> [Records]
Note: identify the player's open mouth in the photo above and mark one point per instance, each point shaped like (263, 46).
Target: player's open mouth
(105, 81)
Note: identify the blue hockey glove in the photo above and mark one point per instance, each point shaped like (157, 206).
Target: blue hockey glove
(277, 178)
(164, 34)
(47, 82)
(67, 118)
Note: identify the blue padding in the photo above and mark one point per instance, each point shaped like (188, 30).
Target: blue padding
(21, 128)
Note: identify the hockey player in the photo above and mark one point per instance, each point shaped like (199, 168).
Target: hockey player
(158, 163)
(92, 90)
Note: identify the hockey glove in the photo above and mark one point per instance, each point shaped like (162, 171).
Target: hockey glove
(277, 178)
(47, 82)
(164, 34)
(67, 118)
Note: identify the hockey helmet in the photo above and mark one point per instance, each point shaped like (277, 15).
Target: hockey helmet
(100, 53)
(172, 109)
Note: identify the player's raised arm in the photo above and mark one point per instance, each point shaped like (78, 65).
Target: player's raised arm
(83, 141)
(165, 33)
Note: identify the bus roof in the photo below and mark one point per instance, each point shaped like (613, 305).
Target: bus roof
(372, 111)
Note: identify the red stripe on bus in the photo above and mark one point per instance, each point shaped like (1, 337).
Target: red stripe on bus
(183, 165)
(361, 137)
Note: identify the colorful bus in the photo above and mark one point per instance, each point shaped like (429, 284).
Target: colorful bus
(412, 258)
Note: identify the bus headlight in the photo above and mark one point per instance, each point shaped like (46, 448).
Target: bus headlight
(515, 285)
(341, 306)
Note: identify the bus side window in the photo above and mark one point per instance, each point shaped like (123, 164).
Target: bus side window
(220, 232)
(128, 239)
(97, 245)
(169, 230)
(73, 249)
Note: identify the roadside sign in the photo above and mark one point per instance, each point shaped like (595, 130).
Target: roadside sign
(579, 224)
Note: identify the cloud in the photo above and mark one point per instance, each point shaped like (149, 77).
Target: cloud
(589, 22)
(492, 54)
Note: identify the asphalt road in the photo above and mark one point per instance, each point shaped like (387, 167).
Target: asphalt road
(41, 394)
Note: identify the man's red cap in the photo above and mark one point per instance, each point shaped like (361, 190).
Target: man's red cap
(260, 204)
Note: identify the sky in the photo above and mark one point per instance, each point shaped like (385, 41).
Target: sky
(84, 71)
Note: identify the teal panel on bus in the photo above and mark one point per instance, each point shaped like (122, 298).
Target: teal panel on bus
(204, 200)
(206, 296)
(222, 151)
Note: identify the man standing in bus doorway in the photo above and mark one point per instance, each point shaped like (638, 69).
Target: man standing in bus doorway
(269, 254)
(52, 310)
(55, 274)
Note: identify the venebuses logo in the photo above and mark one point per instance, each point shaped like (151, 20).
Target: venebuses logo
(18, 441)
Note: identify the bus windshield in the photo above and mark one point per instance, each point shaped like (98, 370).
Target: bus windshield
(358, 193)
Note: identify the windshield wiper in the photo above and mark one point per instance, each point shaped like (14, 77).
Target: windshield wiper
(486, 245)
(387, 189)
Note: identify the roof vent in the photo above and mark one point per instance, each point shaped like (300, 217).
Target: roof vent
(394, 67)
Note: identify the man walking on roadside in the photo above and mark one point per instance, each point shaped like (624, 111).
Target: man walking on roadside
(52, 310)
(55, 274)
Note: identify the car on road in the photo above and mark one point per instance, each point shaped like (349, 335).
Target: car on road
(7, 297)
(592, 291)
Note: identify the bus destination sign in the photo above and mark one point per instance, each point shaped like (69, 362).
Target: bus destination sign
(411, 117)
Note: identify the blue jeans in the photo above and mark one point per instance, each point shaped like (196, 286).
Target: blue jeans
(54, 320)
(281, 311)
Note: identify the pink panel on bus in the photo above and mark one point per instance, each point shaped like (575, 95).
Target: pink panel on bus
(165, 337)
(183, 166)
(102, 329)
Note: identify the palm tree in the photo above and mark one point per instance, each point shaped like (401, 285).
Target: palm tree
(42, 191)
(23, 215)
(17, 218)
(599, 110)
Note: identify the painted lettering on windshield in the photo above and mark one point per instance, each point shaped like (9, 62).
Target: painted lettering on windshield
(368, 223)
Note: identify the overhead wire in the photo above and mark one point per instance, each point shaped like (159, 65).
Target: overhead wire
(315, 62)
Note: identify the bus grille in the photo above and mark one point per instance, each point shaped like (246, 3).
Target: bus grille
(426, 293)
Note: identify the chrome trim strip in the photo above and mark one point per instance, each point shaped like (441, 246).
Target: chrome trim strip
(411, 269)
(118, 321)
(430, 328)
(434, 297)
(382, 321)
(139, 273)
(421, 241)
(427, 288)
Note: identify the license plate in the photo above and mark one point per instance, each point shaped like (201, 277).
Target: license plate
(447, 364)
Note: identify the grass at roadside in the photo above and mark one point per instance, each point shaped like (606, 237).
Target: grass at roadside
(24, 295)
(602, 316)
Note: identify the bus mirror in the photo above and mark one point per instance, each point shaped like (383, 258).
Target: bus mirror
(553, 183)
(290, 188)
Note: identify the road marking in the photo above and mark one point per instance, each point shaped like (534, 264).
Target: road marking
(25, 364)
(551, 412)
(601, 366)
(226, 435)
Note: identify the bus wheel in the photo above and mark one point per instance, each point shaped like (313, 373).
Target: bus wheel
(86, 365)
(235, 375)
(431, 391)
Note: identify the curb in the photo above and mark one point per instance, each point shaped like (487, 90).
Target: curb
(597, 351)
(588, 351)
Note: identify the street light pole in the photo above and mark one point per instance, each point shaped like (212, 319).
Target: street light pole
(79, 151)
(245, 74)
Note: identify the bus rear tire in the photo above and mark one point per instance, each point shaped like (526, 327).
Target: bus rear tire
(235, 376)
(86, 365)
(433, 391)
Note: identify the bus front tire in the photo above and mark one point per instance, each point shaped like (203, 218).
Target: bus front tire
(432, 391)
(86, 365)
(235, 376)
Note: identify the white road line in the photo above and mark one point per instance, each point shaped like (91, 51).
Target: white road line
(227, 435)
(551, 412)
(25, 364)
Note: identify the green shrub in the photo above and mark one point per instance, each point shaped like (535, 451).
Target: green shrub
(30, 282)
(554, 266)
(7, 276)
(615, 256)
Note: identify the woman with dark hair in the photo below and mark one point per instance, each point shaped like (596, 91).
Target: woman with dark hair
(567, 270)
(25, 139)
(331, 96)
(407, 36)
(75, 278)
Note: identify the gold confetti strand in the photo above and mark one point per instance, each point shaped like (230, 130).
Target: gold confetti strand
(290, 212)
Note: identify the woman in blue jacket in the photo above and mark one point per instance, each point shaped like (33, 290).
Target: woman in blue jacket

> [STATED GOAL] Please rewrite the data above, replacing every "mark one point per instance" with "place one point on each instance" and leaving everything else unchanged.

> [ANSWER]
Note: identify the player's open mouth in the photo above and place one point on each instance, each point shaped like (263, 46).
Target: player's open mouth
(105, 81)
Note: identify the blue hockey glove in the photo above and place one point on each instance, each point shaped like (157, 206).
Target: blue hockey glove
(277, 178)
(164, 34)
(47, 82)
(67, 118)
Note: identify the blue padding in the photo above and place one point on each instance, each point shaped like (188, 30).
Target: blue padding
(21, 128)
Note: identify the hockey player in the photo above and place one point on each instance, each point shaped like (199, 168).
Target: hockey player
(158, 163)
(92, 90)
Note: identify the hockey glove in the photo above and place one point on each instance, each point shaped like (162, 171).
Target: hockey glove
(277, 178)
(47, 82)
(164, 34)
(67, 118)
Note: identify the hockey helmet in the photo above and place one point on each instance, each point shaped like (277, 15).
Target: hockey helmet
(100, 53)
(172, 109)
Note: identify the player's raised arm in the photo above and place one point on each instance, each point shaped like (78, 65).
Target: player's raised arm
(83, 141)
(165, 33)
Note: identify the bus roof in the photo below and place one point on each instance, each point shaped like (613, 305).
Target: bus roof
(372, 111)
Note: identify the red stripe on bus in the photo above and place one point on each instance, each point shaped like (1, 337).
Target: red stripe on bus
(183, 165)
(361, 137)
Note: identify the colorful bus in the photo above and place one point on each instance, each point shaped like (429, 284).
Target: colorful bus
(412, 258)
Note: identify the bus headlight in the photo above and place one point on each instance, each point shaped like (46, 448).
Target: bus headlight
(515, 285)
(341, 306)
Note: identify the bus side window in the photo above and place one point on each instance, each point shaped like (123, 164).
Target: bus side window
(220, 232)
(128, 239)
(97, 245)
(169, 230)
(73, 249)
Note: identify the roadside sign in the photo above and place one point on each instance, each point shaped like (595, 130).
Target: roadside sign
(579, 224)
Note: identify the cloud in the photo above and place one point on each instance, each point shaped like (149, 77).
Target: cloud
(589, 22)
(492, 54)
Note: identify the asphalt road in the photo above and place one point on each instance, each point shaped like (387, 167).
Target: asphalt road
(41, 394)
Note: identify the man's red cap in the photo above and place one point on each instance, each point shaped like (361, 190).
Target: man's red cap
(260, 204)
Note: identify the sky in the photo above and place one point on each instance, each point shaped like (385, 41).
Target: sky
(84, 71)
Note: identify the teal panel on bus in the photo above and place one point on each instance, each point shaped like (122, 298).
Target: teal panel on bus
(204, 200)
(206, 296)
(222, 151)
Note: identify the man standing in bus doorway in the photo above and place one point on each instance, each point shaped like (638, 69).
Target: man standing in bus doorway
(269, 254)
(52, 310)
(55, 274)
Note: identify the venebuses logo in the photo above and place one point on each instance, each point shaped like (151, 20).
Target: venebuses logo
(18, 441)
Note: identify the bus windshield in the photo above and place one point on each instance, each point shaped like (98, 370).
Target: bus windshield
(358, 193)
Note: identify the windshield wiper in the photo above and place one point on each instance, each point shaped like (14, 77).
Target: windshield wiper
(486, 245)
(387, 189)
Note: identify the roof vent in the photo above and place one point on each instance, each point shaped like (300, 217).
Target: roof vent
(394, 67)
Note: identify the man walking on roadside in the photo above and place one point on each instance, each point shaped like (624, 111).
Target: man walking on roadside
(52, 310)
(55, 274)
Note: identify the car on road in the photo above and place one point on each instance, each point shaped like (349, 335).
Target: car on road
(7, 297)
(592, 291)
Note: identify the bus destination sign in the photo above and place one point on each instance, each point shaped like (69, 362).
Target: bus destination sign
(411, 117)
Note: identify the blue jeans in the photo above and place one point on each instance, each point shaped like (196, 286).
Target: blue jeans
(54, 320)
(281, 311)
Note: identify the pink panel on bus in the photo above and place one point on each instance, each point shaped like (575, 95).
Target: pink panel on bus
(165, 337)
(183, 166)
(102, 329)
Note: identify the palm tree in the photo above and place one point on each instance, each point shaped like (401, 285).
Target: palm tree
(42, 191)
(23, 215)
(17, 218)
(599, 110)
Note: identify the painted lettering on windshield in the photo above and place one point on each instance, each point shaped like (9, 62).
Target: painted lettering on windshield
(368, 223)
Note: identify the overhead wire in the photo above and place one point on each instance, each point shaped like (159, 65).
Target: overhead wire
(315, 62)
Note: identify the bus grille in the photo above and place one point on each instance, each point shaped like (246, 3).
Target: bus grille
(426, 293)
Note: identify the chrome trim strip in the photo above and place one point on each instance, each point shaped like (441, 246).
Target: chrome trim strip
(411, 269)
(118, 321)
(430, 328)
(434, 297)
(382, 321)
(139, 273)
(421, 241)
(427, 288)
Note: identify the license plate in the photo above and place one point on each instance, each point shaped like (201, 277).
Target: license plate
(447, 364)
Note: identify the grass at roadside in the photo above and place one point on each instance, each point shaped like (606, 237).
Target: grass at roadside
(24, 295)
(602, 316)
Note: identify the bus mirror in the photo above and place one point on each instance, each point shaped like (383, 258).
Target: bus mirror
(553, 183)
(290, 188)
Note: identify the road marking in the photo above and place one point on each instance, each point shaped like (534, 264).
Target: road marking
(25, 364)
(551, 412)
(601, 366)
(226, 435)
Note: identify the bus wheel in the photo above and place one point on each instance, each point shaped like (313, 373).
Target: bus wheel
(86, 365)
(235, 375)
(431, 391)
Note: identify the curb in the photo above and place one point on each instance, each point shaped like (487, 90).
Target: curb
(597, 351)
(588, 351)
Note: identify the street light pole in the photo above and place one point on each instance, each point shaped like (212, 319).
Target: street light pole
(79, 151)
(245, 74)
Note: identify the bus rear tire in the photo above and place one point on each instance, each point shaped like (526, 327).
Target: bus rear tire
(235, 376)
(86, 365)
(433, 391)
Note: identify the bus front tire in the photo above and place one point on each instance, each point shaped like (203, 218).
Target: bus front tire
(432, 391)
(86, 365)
(235, 376)
Note: identify the white road line in the photo above and place one point on each instance, each point shaped like (91, 51).
Target: white road line
(227, 435)
(551, 412)
(25, 364)
Note: identify the green shrub in the photo above and place one point on each instance, each point shaped like (535, 451).
Target: green shrub
(30, 282)
(554, 266)
(7, 276)
(615, 256)
Note: identify the woman with dark hair in the photo below and place one point on each instance, each point shaped like (596, 91).
Target: woman with dark hair
(567, 270)
(25, 139)
(331, 96)
(407, 36)
(75, 278)
Note: identify the gold confetti strand in the photo above and place one point on each instance, each point shaped like (230, 130).
Target: gold confetti strand
(290, 212)
Note: identify the woman in blue jacket in the photo above and place one point on each instance, each point shaped like (33, 290).
Target: woman in blue jacket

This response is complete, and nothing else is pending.